* Begin *
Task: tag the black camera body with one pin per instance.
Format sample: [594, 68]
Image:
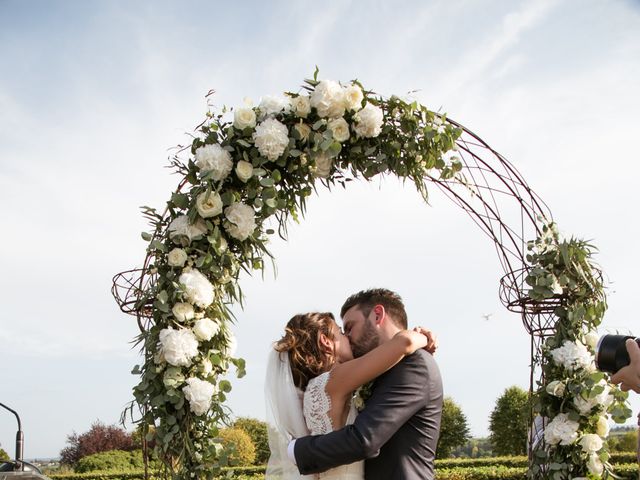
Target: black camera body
[611, 352]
* End *
- [Problem description]
Rewrite these lines, requests included, with each coordinate in the answers multiplied by 2.15 and rounded to a whole number, halves rounding up. Leave the requests and their format samples unchanged, and leave the pictures out.

- [Result]
Task: tag the black camera body with one pin per instance.
Format sample: [594, 68]
Image:
Target: black camera body
[1314, 757]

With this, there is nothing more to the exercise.